▶ **DESCRIPTION OF THE TASK**: Will you restate verbatim the lines running from the line with "Run detection for gray" to the end of the data, leaving out everything else?

══════════════════════════════

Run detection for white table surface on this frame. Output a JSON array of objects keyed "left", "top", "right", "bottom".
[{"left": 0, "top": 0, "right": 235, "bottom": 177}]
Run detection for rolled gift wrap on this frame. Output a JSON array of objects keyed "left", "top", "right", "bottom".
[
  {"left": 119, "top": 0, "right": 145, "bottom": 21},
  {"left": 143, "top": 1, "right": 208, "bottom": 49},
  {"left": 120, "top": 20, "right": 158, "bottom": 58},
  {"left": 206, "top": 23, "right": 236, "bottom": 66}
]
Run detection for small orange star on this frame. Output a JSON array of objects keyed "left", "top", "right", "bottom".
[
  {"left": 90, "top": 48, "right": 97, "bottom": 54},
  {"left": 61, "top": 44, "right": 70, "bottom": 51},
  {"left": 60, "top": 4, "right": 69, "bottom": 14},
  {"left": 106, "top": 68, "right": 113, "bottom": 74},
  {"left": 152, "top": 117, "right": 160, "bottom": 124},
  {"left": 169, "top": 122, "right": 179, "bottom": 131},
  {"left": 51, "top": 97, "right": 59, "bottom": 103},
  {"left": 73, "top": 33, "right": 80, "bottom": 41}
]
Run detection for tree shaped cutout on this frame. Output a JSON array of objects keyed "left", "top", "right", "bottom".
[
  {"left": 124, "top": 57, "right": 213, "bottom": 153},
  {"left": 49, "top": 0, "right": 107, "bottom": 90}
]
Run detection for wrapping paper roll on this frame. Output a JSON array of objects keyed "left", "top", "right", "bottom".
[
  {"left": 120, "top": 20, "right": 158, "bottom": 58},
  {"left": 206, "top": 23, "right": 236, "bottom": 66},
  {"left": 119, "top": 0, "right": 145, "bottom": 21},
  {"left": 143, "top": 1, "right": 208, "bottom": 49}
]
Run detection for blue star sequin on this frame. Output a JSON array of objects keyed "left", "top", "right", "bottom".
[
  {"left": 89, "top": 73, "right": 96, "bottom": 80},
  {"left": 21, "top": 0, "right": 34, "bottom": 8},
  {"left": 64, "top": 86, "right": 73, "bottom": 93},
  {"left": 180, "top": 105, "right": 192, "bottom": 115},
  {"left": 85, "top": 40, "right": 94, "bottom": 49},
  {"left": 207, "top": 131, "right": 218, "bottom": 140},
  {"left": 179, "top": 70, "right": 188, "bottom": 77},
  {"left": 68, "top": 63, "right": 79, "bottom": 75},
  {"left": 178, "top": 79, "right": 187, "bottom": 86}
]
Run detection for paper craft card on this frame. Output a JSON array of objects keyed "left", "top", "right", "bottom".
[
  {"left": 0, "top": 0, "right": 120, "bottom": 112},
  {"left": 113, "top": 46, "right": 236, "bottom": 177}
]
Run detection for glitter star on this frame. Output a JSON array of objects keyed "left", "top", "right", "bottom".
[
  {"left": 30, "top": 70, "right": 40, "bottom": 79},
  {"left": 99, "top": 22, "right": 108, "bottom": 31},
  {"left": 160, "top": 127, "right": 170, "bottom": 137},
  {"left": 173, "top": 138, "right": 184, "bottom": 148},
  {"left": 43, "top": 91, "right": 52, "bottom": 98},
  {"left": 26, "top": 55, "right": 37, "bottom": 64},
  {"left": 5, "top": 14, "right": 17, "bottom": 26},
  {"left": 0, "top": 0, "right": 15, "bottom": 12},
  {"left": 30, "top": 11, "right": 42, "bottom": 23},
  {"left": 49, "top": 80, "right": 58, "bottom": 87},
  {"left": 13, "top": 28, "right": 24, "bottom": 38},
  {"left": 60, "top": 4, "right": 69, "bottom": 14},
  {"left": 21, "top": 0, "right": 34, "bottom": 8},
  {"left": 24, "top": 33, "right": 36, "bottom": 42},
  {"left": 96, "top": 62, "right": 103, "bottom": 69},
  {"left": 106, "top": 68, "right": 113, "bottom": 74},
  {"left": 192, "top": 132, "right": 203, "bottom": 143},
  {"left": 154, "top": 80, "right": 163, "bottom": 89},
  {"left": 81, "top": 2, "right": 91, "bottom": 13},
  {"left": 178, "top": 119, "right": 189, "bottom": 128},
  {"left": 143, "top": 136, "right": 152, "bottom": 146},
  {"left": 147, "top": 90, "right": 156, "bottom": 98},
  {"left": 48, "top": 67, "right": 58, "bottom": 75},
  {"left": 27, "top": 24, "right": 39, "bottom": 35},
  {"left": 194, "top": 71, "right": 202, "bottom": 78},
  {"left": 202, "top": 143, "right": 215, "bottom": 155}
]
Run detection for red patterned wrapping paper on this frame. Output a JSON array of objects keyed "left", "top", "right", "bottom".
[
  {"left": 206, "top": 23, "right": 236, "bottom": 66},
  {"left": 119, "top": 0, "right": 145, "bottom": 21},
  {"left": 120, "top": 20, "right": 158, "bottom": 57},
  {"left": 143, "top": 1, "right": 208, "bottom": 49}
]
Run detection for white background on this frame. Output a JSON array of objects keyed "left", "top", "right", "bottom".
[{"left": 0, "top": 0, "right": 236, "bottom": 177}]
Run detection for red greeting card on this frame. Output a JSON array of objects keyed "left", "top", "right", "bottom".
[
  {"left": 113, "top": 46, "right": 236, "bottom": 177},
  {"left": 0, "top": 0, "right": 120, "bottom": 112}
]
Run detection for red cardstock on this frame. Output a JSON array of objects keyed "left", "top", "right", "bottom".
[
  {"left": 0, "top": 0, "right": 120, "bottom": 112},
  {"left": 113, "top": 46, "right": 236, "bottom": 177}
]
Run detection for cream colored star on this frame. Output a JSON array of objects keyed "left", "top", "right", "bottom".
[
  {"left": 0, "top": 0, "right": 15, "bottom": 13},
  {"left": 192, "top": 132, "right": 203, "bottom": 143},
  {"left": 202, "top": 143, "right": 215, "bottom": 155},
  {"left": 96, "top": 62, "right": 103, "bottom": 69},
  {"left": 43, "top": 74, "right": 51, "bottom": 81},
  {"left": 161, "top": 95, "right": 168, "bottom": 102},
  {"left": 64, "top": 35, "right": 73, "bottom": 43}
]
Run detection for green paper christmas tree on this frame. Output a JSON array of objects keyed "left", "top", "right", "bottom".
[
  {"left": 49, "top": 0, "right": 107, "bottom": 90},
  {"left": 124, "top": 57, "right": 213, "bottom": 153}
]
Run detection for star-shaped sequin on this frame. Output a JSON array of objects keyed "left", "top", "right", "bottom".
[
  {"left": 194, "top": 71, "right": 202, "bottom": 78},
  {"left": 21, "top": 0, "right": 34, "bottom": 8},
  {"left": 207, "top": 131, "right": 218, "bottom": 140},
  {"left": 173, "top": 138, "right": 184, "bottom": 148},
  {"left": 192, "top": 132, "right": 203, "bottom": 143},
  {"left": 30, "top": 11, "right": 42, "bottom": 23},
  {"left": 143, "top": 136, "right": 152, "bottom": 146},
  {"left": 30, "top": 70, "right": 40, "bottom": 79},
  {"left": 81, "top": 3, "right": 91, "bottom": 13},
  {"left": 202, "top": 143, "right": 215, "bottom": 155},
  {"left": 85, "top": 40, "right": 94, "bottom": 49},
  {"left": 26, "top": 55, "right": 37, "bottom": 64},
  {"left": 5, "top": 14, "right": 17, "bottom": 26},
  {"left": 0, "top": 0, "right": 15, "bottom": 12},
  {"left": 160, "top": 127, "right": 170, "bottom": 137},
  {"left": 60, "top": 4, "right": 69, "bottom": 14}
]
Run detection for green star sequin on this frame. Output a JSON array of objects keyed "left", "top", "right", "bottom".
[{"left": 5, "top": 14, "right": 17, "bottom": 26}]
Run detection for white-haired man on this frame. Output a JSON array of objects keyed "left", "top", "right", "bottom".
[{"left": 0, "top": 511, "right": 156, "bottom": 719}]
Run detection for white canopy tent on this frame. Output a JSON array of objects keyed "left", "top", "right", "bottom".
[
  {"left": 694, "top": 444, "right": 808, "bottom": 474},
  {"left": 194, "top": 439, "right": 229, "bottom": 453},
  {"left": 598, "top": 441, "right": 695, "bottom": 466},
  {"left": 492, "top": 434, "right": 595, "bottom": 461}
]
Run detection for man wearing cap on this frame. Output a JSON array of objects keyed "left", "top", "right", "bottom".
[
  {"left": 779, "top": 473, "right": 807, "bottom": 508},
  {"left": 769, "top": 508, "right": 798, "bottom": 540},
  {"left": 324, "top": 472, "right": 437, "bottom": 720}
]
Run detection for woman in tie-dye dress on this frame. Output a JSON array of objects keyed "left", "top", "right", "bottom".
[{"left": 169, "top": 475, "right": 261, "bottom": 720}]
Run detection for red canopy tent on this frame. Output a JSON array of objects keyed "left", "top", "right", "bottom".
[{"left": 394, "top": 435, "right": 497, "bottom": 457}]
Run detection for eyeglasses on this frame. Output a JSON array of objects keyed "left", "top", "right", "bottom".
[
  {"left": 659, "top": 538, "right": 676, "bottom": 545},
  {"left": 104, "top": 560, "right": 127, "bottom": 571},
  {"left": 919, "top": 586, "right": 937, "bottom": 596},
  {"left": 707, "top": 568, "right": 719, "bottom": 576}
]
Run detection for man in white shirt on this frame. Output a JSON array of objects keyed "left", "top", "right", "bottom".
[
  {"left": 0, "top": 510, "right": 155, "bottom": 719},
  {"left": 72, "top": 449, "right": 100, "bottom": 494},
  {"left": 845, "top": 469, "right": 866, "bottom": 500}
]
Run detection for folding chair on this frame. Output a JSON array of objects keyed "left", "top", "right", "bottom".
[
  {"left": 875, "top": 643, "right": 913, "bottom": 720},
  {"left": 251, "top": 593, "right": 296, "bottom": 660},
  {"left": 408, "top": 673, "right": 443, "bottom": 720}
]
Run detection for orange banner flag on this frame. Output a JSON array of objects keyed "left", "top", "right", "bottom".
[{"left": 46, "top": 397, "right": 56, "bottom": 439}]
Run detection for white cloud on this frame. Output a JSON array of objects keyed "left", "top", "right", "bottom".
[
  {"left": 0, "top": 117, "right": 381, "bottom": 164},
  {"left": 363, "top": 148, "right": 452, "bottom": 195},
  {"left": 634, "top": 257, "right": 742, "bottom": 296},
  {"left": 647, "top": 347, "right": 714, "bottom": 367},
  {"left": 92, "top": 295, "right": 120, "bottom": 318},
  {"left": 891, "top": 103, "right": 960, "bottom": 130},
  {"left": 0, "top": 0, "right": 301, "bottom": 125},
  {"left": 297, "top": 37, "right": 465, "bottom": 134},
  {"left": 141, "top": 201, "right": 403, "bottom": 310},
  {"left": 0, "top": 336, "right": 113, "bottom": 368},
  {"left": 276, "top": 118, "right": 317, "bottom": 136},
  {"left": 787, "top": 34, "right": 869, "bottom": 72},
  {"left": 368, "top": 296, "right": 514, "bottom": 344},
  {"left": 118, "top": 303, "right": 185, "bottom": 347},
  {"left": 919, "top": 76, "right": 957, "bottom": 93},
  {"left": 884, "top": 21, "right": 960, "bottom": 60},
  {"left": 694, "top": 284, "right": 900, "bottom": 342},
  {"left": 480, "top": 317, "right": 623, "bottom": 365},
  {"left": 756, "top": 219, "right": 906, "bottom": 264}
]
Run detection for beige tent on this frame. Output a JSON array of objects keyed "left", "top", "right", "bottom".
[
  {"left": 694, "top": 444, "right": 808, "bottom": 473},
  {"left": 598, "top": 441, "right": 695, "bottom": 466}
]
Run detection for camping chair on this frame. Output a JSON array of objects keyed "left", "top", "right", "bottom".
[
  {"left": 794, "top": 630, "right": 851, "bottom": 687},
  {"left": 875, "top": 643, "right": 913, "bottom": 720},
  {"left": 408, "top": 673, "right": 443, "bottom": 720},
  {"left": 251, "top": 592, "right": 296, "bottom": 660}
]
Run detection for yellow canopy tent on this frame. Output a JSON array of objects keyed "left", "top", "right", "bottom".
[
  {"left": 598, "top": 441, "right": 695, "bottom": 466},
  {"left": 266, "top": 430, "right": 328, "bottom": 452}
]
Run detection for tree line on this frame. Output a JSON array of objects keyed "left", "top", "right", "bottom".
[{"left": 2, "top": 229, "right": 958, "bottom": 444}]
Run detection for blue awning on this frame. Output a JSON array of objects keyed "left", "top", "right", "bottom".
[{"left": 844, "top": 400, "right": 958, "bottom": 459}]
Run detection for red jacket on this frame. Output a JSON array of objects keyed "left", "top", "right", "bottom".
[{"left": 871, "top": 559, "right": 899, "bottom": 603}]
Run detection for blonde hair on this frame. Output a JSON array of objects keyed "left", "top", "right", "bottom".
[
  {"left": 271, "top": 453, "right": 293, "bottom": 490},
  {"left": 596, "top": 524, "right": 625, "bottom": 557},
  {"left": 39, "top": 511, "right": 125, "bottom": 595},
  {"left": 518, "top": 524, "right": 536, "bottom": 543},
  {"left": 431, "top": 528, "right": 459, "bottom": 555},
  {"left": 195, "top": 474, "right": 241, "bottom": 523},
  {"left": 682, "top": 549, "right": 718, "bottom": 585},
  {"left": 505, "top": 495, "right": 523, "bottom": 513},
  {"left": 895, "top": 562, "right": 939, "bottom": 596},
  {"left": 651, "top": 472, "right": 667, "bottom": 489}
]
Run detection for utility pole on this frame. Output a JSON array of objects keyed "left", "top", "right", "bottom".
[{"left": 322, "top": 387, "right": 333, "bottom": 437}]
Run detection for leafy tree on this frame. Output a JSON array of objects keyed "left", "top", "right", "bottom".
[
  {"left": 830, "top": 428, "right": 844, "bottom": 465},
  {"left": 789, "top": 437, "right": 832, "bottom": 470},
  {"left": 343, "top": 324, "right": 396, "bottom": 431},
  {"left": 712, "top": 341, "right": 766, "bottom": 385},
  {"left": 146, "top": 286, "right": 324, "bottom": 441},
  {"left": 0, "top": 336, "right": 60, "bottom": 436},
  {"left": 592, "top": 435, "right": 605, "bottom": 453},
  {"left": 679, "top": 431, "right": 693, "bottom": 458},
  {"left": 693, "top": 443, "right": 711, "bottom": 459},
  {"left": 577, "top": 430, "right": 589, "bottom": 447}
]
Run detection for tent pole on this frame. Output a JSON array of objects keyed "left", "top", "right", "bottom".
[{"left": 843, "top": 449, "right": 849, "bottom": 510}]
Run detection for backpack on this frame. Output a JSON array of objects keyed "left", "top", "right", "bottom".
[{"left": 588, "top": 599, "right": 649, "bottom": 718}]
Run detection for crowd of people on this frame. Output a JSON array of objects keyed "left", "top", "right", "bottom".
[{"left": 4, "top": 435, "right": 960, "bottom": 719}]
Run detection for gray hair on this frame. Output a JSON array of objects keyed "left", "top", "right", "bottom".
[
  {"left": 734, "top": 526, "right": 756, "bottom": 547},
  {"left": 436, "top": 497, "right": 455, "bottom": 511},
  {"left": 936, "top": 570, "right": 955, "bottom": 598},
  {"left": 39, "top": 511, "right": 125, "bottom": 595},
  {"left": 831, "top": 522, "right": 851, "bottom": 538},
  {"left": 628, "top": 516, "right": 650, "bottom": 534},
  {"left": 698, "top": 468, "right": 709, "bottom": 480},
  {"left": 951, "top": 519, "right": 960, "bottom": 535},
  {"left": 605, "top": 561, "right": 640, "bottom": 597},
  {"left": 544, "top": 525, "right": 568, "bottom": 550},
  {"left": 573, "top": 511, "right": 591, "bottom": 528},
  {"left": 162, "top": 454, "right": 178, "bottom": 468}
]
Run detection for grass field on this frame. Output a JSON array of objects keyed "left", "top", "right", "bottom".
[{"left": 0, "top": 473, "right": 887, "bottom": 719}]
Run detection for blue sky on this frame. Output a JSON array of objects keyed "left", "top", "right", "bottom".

══════════════════════════════

▶ **PROBLEM SOLUTION**:
Run detection for gray hair on this frame. Output a JSON array of objects keyed "left", "top", "right", "bottom".
[
  {"left": 734, "top": 526, "right": 756, "bottom": 547},
  {"left": 436, "top": 497, "right": 455, "bottom": 511},
  {"left": 936, "top": 570, "right": 955, "bottom": 598},
  {"left": 39, "top": 511, "right": 125, "bottom": 595},
  {"left": 831, "top": 522, "right": 851, "bottom": 538},
  {"left": 628, "top": 516, "right": 650, "bottom": 534},
  {"left": 698, "top": 468, "right": 709, "bottom": 480},
  {"left": 951, "top": 519, "right": 960, "bottom": 535},
  {"left": 605, "top": 561, "right": 640, "bottom": 597},
  {"left": 544, "top": 525, "right": 568, "bottom": 550},
  {"left": 573, "top": 511, "right": 591, "bottom": 528},
  {"left": 162, "top": 454, "right": 178, "bottom": 468}
]
Run detection for grass field on this frame. Output a JSON array of objects keyed "left", "top", "right", "bottom".
[{"left": 0, "top": 473, "right": 887, "bottom": 719}]
Run detection for blue sky on this frame. Output a JSON array of objects keyed "left", "top", "right", "bottom".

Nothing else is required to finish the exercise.